═══ SUPPLIED PASSAGE

Error with Petsc and and multithreading?

128 views
Skip to first unread message

Konrad

unread,
Sep 7, 2019, 9:46:20 AM9/7/19
to deal.II User Group
Dear deal.ii community,

I am encountering an error when running the following program (only relevant parts):

class NedRTStd
{
public:
struct Parameters
{
              // Some parameters go here
};
NedRTStd () = delete;
NedRTStd (Parameters &parameters);
~NedRTStd ();

void run ();

private:
void setup_grid ();
void setup_system_matrix ();
void setup_constraints ();
void assemble_system ();
void solve_direct ();
void solve_iterative ();
void solve_iterative_preconditioned ();
void output_results () const;

MPI_Comm mpi_communicator;

Parameters &parameters;

parallel::distributed::Triangulation<3> triangulation;

FESystem<3>        fe; // Will hold 2 blocks (Nedelec-Raviart-Thomas pair)

══════
═══ DATA PROVIDED

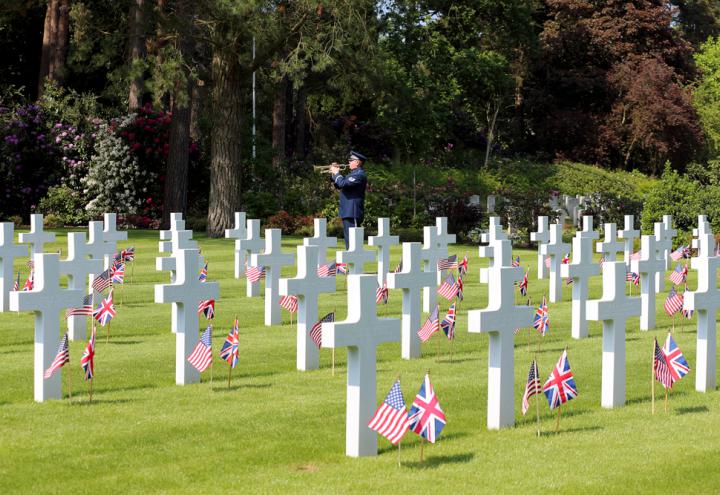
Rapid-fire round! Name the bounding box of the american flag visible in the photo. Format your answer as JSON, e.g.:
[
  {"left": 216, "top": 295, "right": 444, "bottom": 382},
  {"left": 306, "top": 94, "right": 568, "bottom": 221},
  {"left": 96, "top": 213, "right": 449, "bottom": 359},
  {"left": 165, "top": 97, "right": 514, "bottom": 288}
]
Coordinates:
[
  {"left": 43, "top": 332, "right": 70, "bottom": 380},
  {"left": 80, "top": 328, "right": 95, "bottom": 381},
  {"left": 310, "top": 311, "right": 335, "bottom": 349},
  {"left": 438, "top": 254, "right": 458, "bottom": 271},
  {"left": 316, "top": 263, "right": 337, "bottom": 278},
  {"left": 198, "top": 299, "right": 215, "bottom": 320},
  {"left": 245, "top": 266, "right": 265, "bottom": 284},
  {"left": 280, "top": 296, "right": 298, "bottom": 313},
  {"left": 437, "top": 273, "right": 458, "bottom": 301},
  {"left": 653, "top": 339, "right": 674, "bottom": 388},
  {"left": 522, "top": 360, "right": 542, "bottom": 416},
  {"left": 65, "top": 294, "right": 93, "bottom": 318},
  {"left": 440, "top": 303, "right": 455, "bottom": 340},
  {"left": 92, "top": 268, "right": 112, "bottom": 292},
  {"left": 188, "top": 325, "right": 212, "bottom": 373},
  {"left": 662, "top": 334, "right": 690, "bottom": 383},
  {"left": 418, "top": 305, "right": 440, "bottom": 342},
  {"left": 664, "top": 287, "right": 683, "bottom": 316},
  {"left": 410, "top": 375, "right": 446, "bottom": 443},
  {"left": 543, "top": 351, "right": 577, "bottom": 409},
  {"left": 518, "top": 270, "right": 530, "bottom": 296},
  {"left": 368, "top": 380, "right": 410, "bottom": 445},
  {"left": 533, "top": 296, "right": 550, "bottom": 337},
  {"left": 93, "top": 289, "right": 117, "bottom": 327},
  {"left": 220, "top": 318, "right": 240, "bottom": 368},
  {"left": 670, "top": 264, "right": 688, "bottom": 285},
  {"left": 375, "top": 282, "right": 390, "bottom": 304}
]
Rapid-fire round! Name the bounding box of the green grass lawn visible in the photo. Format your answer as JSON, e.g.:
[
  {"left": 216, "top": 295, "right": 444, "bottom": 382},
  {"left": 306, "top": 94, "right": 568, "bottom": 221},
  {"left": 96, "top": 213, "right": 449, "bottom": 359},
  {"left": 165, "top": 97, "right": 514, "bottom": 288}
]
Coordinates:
[{"left": 0, "top": 231, "right": 720, "bottom": 494}]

══════

List the names of all the private member functions declared in the NedRTStd class shown in the forum post. The entries are separate material with no connection to the forum post.

setup_grid, setup_system_matrix, setup_constraints, assemble_system, solve_direct, solve_iterative, solve_iterative_preconditioned, output_results